Copy out the lines of the records below verbatim, starting at the line that contains "Task: Find the bird's beak" and ending at the last line of the records.

### Excerpt from a dataset
———

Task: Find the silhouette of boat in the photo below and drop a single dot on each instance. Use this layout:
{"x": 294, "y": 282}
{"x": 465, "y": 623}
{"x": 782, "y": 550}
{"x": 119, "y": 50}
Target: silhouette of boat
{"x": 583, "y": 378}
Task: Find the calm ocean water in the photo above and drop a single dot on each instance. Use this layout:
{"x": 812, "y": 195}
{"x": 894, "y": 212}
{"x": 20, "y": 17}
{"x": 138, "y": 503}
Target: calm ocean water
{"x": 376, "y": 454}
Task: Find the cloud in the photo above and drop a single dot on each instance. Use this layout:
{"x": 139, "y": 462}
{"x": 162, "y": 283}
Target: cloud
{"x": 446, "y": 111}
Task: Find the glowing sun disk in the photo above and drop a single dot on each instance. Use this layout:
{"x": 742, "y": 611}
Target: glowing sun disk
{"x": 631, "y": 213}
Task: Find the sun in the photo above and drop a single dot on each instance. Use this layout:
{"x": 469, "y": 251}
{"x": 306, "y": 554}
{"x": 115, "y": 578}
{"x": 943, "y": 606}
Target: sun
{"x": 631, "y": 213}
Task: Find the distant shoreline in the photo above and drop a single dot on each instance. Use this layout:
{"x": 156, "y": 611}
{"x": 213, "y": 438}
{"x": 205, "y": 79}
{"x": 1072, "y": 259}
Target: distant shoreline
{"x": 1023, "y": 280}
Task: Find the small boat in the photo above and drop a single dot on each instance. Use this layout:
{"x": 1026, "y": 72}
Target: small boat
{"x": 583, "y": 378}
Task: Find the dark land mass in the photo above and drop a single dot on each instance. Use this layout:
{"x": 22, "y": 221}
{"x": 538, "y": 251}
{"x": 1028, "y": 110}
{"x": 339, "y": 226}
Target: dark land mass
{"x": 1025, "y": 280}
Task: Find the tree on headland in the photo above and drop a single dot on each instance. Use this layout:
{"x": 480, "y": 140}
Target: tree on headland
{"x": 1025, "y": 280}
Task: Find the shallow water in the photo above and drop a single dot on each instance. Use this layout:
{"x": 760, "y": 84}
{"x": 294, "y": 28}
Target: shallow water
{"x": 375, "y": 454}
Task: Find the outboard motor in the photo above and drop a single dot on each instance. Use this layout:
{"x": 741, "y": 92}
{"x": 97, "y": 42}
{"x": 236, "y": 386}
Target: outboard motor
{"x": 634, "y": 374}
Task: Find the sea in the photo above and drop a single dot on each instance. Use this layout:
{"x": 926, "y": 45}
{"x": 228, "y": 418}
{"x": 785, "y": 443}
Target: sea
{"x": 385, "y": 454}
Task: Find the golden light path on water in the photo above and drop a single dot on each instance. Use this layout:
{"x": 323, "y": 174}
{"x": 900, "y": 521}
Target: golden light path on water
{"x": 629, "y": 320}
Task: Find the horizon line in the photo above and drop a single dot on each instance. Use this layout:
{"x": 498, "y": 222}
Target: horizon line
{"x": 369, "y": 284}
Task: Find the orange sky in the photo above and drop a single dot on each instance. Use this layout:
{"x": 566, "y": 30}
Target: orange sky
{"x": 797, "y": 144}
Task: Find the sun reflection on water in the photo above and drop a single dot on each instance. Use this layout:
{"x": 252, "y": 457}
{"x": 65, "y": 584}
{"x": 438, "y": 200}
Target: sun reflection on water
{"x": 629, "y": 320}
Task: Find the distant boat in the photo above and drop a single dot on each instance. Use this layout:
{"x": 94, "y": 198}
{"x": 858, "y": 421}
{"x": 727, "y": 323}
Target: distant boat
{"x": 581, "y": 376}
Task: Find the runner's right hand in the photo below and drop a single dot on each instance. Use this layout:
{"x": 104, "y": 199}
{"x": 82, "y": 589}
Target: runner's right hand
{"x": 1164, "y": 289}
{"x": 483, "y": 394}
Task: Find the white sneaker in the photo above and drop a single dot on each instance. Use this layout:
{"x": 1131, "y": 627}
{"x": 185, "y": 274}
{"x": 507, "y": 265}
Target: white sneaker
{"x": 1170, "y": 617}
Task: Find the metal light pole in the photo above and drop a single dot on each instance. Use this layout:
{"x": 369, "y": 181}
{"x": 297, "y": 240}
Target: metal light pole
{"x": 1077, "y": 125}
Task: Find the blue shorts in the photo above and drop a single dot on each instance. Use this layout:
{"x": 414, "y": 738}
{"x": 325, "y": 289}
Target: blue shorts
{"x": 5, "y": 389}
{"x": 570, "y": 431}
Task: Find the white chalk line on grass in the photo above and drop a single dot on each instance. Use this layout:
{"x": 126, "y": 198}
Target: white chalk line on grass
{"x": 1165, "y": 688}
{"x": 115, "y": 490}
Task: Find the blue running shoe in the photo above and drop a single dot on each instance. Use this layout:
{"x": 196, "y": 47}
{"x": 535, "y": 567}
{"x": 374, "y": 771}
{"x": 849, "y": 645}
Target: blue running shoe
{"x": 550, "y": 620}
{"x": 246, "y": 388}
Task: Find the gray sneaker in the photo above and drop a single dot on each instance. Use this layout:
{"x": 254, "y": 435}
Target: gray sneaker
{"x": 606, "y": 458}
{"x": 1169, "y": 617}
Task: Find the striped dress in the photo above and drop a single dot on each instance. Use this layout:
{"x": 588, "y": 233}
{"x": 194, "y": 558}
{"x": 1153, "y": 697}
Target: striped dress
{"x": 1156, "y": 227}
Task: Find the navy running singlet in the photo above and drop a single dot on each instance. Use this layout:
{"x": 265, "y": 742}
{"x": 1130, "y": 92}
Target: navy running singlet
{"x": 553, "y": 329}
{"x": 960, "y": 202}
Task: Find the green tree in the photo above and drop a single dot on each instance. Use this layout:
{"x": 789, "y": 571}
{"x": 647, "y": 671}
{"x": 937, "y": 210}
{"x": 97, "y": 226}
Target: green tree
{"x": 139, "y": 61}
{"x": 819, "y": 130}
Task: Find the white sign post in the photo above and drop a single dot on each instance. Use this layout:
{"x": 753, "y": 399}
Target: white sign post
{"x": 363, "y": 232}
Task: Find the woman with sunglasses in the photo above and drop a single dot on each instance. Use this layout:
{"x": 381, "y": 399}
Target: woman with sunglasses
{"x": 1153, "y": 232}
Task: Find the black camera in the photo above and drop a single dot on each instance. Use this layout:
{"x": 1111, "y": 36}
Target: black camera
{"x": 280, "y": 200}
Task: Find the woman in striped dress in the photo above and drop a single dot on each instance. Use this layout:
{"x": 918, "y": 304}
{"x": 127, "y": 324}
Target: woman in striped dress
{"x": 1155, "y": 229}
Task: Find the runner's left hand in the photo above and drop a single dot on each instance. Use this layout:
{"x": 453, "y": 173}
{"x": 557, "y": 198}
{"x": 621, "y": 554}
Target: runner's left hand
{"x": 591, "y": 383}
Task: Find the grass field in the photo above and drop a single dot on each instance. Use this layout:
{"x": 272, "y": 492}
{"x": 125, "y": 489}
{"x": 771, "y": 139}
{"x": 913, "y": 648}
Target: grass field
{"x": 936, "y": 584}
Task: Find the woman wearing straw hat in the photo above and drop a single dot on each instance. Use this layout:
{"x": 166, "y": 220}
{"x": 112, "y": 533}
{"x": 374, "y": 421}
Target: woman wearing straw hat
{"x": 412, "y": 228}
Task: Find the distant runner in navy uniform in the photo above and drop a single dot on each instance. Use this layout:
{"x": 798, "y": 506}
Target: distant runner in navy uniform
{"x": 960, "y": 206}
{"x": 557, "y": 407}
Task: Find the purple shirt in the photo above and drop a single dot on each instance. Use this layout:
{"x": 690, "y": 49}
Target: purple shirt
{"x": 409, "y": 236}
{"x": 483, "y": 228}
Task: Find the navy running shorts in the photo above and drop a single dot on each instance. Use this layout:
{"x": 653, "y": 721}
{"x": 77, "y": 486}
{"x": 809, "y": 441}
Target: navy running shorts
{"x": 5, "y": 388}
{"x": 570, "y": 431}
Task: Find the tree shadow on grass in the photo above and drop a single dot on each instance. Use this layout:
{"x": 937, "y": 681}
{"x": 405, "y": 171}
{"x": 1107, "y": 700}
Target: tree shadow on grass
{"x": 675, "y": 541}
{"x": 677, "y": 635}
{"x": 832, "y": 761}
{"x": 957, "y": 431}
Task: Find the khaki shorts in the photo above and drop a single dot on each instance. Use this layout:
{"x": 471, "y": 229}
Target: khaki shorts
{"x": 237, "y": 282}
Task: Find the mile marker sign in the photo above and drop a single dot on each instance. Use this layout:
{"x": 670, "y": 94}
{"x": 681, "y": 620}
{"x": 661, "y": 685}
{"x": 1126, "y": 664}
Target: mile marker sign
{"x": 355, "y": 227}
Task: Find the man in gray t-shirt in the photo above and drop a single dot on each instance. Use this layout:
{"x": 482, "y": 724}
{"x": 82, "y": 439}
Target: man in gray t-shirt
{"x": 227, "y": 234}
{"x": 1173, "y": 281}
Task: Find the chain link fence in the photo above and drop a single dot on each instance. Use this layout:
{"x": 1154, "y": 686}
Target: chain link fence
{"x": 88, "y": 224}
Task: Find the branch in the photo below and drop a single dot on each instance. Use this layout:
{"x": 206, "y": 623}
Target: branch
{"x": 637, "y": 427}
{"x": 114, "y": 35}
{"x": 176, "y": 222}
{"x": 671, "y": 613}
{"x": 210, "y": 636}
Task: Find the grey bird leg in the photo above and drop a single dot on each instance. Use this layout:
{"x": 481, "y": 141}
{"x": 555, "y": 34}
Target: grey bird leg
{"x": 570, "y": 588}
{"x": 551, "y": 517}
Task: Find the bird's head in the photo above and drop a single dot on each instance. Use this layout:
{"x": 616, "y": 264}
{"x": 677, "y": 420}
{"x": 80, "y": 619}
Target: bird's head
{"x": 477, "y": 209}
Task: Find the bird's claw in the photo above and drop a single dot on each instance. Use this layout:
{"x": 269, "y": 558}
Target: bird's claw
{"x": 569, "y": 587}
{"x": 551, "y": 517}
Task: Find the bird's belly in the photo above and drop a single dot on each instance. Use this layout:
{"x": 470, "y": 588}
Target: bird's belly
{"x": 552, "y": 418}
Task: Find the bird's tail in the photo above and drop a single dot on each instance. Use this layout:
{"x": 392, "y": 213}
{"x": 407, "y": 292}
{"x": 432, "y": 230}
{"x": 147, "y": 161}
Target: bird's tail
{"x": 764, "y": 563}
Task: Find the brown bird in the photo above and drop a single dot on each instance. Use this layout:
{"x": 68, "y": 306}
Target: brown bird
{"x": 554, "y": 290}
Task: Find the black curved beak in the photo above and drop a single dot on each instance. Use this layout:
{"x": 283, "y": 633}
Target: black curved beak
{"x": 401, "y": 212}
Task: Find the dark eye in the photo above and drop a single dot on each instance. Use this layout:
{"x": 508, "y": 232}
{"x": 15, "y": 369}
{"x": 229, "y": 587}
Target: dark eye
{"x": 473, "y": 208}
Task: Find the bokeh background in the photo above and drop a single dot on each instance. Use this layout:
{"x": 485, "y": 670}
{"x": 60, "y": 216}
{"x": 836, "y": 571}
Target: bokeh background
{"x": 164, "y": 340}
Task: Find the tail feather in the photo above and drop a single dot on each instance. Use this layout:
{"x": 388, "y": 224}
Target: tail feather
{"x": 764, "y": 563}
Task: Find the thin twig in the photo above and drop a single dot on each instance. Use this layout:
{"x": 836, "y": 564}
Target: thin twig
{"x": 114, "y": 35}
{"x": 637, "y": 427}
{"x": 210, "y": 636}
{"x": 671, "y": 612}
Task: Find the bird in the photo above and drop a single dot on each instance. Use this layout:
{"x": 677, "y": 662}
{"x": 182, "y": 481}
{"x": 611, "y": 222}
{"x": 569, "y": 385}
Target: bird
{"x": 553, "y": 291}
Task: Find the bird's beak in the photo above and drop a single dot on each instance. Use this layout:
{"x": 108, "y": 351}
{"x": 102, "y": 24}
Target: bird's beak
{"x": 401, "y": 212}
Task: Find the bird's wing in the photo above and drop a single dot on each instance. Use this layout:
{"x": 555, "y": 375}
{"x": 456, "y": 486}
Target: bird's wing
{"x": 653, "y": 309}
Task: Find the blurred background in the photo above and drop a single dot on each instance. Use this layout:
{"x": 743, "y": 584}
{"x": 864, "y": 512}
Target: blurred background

———

### RIGHT ANSWER
Task: Find the bird's beak in the photo above and drop a single dot on each instance. Use this layout:
{"x": 108, "y": 351}
{"x": 102, "y": 24}
Target: bird's beak
{"x": 401, "y": 212}
Task: Find the bird's wing in the photo above and drop a single dot on each instance. Use this layout:
{"x": 555, "y": 375}
{"x": 456, "y": 486}
Target: bird's wing
{"x": 653, "y": 309}
Task: Find the blurred background in the photo above and drop a single dot on each instance. Use this layout:
{"x": 743, "y": 584}
{"x": 864, "y": 512}
Target: blurred background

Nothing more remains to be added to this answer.